__DESCRIPTION OF THE TASK__:
Go through the entries below and copy every line that holds the word "flare".

__EXCERPTED DATA__:

════════════════

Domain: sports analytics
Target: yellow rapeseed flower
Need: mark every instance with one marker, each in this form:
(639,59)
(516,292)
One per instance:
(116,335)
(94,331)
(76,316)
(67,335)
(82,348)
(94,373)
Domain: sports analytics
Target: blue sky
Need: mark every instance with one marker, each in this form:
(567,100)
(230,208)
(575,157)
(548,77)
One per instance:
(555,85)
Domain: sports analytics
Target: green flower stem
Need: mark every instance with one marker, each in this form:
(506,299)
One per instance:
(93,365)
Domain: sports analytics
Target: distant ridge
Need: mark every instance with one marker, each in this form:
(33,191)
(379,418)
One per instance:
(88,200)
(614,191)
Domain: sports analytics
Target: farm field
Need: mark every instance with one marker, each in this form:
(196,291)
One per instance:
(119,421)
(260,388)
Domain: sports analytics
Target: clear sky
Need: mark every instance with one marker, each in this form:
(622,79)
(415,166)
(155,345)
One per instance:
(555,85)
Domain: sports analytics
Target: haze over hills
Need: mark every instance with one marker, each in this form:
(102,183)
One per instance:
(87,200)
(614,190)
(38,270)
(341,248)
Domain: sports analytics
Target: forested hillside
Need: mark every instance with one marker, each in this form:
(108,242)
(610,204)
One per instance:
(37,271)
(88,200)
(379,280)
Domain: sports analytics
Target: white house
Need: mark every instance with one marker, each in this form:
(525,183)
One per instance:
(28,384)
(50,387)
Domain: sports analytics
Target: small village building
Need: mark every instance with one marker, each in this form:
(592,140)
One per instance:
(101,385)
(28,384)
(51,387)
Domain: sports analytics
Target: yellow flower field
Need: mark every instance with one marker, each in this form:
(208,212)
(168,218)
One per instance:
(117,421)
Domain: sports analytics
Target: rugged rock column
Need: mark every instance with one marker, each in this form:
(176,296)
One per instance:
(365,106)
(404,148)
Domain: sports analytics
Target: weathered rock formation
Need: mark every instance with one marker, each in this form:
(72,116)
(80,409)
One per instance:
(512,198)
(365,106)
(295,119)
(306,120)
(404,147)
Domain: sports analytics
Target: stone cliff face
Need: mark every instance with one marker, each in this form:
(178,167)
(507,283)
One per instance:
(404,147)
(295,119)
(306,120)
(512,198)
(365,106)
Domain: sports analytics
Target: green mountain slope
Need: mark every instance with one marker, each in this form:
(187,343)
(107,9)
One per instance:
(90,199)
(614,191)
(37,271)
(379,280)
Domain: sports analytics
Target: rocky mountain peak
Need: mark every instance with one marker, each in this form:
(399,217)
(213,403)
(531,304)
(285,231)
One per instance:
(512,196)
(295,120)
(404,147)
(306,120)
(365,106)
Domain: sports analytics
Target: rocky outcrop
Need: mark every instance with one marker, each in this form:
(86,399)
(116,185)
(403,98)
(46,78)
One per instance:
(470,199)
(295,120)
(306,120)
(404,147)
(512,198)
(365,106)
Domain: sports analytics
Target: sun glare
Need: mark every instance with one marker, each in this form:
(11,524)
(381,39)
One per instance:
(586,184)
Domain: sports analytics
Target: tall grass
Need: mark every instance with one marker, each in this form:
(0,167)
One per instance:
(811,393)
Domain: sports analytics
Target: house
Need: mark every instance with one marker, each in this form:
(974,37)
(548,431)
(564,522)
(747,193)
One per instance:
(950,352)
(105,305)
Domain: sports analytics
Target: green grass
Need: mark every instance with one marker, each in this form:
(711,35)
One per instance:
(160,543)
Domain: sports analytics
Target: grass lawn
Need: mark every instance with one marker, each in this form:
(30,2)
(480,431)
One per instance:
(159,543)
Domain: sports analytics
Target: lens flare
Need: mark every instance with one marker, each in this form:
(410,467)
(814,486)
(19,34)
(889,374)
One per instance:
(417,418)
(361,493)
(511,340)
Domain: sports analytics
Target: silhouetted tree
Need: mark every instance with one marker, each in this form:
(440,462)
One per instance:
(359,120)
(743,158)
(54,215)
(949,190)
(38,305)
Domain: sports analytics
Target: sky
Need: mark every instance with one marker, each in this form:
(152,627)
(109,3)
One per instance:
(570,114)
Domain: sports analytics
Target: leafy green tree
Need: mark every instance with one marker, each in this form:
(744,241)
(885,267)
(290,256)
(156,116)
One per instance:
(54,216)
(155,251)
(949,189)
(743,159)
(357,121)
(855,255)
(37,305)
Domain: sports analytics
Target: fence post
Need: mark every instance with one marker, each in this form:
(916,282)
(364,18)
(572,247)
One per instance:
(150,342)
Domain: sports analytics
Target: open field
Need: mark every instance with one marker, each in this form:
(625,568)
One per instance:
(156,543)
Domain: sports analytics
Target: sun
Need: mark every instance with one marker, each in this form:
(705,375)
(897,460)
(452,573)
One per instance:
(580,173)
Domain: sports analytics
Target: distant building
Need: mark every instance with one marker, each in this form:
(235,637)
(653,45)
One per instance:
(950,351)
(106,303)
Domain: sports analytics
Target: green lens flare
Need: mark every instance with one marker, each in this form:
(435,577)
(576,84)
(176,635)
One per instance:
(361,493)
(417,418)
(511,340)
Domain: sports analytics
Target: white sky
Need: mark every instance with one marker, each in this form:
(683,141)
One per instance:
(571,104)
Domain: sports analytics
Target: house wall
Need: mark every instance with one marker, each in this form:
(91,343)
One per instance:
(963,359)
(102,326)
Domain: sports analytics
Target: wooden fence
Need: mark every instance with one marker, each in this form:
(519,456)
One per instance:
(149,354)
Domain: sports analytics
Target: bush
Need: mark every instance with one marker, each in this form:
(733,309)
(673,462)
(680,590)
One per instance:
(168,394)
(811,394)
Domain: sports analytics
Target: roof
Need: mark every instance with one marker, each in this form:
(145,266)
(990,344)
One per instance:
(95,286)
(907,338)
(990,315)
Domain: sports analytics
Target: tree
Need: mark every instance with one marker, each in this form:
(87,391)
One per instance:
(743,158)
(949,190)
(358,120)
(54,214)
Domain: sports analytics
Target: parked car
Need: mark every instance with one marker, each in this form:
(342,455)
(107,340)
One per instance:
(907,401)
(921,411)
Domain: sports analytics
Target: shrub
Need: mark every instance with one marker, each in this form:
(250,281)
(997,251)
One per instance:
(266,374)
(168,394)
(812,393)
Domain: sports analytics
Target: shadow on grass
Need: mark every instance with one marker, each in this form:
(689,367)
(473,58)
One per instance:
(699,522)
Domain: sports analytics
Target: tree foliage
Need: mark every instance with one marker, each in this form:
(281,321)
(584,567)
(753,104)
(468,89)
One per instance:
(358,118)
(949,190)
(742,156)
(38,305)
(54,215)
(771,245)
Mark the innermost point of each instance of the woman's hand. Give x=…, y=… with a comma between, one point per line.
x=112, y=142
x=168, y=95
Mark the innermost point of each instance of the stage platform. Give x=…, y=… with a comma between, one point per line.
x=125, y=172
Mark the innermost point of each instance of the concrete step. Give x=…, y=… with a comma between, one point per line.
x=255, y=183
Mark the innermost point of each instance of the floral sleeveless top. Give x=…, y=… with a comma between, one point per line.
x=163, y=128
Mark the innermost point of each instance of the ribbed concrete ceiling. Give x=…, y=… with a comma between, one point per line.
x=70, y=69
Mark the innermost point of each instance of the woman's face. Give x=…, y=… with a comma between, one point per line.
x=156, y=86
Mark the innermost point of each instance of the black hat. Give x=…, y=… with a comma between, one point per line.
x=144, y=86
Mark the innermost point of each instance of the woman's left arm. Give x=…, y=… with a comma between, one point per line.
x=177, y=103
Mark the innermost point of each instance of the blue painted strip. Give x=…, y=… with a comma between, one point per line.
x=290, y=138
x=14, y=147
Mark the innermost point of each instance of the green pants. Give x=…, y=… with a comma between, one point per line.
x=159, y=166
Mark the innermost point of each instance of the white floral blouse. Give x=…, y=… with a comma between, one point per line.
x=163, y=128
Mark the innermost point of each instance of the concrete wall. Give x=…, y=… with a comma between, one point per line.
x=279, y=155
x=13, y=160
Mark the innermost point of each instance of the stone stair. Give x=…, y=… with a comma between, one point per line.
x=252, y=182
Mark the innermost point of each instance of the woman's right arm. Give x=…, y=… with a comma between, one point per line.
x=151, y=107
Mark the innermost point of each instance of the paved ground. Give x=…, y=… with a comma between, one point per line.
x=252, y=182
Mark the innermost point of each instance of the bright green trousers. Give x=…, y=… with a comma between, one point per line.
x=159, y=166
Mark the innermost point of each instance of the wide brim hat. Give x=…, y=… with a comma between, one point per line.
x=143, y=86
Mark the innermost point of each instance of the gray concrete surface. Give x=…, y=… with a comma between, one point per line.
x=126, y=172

════════════════

__WRITTEN SOLUTION__:
Target: lens flare
Target: green lens flare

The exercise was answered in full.